[Task item]:
Restate each record exactly as it was written.

[Source material]:
------------------------------------------------------------

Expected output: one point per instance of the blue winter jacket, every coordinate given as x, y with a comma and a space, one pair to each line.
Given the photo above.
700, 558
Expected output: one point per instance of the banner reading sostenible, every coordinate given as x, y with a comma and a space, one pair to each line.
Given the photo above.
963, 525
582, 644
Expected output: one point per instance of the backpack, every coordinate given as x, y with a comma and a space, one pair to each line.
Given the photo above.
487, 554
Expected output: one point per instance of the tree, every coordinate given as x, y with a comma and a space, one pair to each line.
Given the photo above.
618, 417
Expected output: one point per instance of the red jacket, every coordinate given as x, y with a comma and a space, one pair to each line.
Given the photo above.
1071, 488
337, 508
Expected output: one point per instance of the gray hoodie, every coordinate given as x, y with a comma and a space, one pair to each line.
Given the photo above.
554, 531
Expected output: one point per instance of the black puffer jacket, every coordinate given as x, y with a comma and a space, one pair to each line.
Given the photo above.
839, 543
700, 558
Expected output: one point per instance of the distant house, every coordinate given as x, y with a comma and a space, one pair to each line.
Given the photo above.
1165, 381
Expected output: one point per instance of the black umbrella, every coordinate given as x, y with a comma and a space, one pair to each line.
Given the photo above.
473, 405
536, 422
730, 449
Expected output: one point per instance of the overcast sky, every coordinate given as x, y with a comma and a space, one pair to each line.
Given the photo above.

------------------------------------------------------------

[Expected output]:
Expected output: one point per instance of the blue winter jacket, every coordinate given as x, y with a comma and a space, one pair to each line.
Given the photo above.
700, 558
Expected output: one point per instance of the banner reading sostenible, every coordinate given as x, y with a comma and a space, one pair to each line.
Given the photo above.
963, 525
582, 644
Expected output: one point per instance of the backpack, every coordinate given as x, y with a comma and a space, one pair to each line.
Given the photo above.
487, 554
Expected output: one point per instance of the tree, every coordinate given as x, y with a comma and a space, one pair to each line.
Given the photo above.
618, 417
Expected output: one point per instance of the red jacket, every coordinate given as x, y with a comma and a space, one pair to each line.
Given the photo above.
1071, 488
337, 508
Expected output: one point per instance of the gray hoodie, every coordinate given as x, y with a comma and a space, one pair to each line.
Given the photo above.
554, 531
Expected output: one point per instance of the black puffer jacket, every coordinate given as x, y with a comma and a space, one pair to each line.
Given the photo above.
839, 543
700, 558
Expected output: one point per instance of the distant house, every coordinate given as x, y with a comma and a space, one pair to each line.
Given the photo above.
1165, 381
Expected output: one point per instance of the black umbrella, every coordinate given as x, y with a comma and a space, one pair to each line.
Given the photo above.
473, 405
536, 422
730, 449
Expected output: one point per instance of the overcast sky, every coordinate given as x, y with a comma and a space, one pair to each line.
Given the photo above.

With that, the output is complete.